◆ **SELECTED EXCERPT**
The pharmacy has been on its present site for 120 years, but Mrs Fiamingo is not native to the Berkeley Vale. She settled here in 1985 when she and her first husband, Brindley Mason, bought the business and moved from Hertfordshire. (Their son Simon now plays hockey for England.) She herself had never trained to dispense drugs: her husband was the pharmacist, and when he died of cancer in 1989, she first hired locums, then took on full time professionals. Her present surname derives ultimately from Bologna, in Italy, where her second husband, Godfrey Fiamingo, has traced his ancestors back to 1307. (His grandfather, a professor of violin and cello, came to England in 1908 from Malta, where the clan was renowned as tapestry-makers and composers of church music.)

Who would try to put such a live- wire out of business? Answer - apparently - the three doctors who have their practice in the health centre a hundred yards along the road.

By the terms of a law dated 1911 doctors are allowed to dispense medicines in rural areas which lie more than one mile from the nearest pharmacy; yet this regulation is still being exploited in many country districts, because doctors receive from their local health authority not only a fee for every prescription they write, but also a bonus of 10.5 per cent of the cost of any drugs they prescribe - a valuable perquisite denied to ordinary pharmacists.

◆ **GIVEN RECORDS**
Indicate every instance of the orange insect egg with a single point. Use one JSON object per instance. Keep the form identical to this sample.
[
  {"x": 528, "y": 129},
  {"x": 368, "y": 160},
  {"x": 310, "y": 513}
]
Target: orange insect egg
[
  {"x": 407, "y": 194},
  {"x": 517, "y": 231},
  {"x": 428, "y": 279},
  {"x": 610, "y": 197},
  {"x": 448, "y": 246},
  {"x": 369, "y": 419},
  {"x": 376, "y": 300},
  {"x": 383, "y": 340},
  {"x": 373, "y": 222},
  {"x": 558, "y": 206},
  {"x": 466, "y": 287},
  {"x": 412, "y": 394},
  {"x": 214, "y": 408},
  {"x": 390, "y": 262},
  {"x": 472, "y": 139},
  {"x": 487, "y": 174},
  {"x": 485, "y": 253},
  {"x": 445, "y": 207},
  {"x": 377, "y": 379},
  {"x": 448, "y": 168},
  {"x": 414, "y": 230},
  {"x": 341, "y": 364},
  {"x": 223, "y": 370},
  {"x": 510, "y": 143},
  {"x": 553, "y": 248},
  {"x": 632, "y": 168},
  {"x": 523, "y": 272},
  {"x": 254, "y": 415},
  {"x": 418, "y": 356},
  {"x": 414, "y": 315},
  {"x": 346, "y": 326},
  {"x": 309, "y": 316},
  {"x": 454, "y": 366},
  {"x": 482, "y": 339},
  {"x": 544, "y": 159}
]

◆ **PROBLEM STATEMENT**
Duplicate the pharmacy passage word for word, starting at "The pharmacy has" and ending at "of church music.)". The lines above are separate from the pharmacy passage.

◆ **OUTPUT**
The pharmacy has been on its present site for 120 years, but Mrs Fiamingo is not native to the Berkeley Vale. She settled here in 1985 when she and her first husband, Brindley Mason, bought the business and moved from Hertfordshire. (Their son Simon now plays hockey for England.) She herself had never trained to dispense drugs: her husband was the pharmacist, and when he died of cancer in 1989, she first hired locums, then took on full time professionals. Her present surname derives ultimately from Bologna, in Italy, where her second husband, Godfrey Fiamingo, has traced his ancestors back to 1307. (His grandfather, a professor of violin and cello, came to England in 1908 from Malta, where the clan was renowned as tapestry-makers and composers of church music.)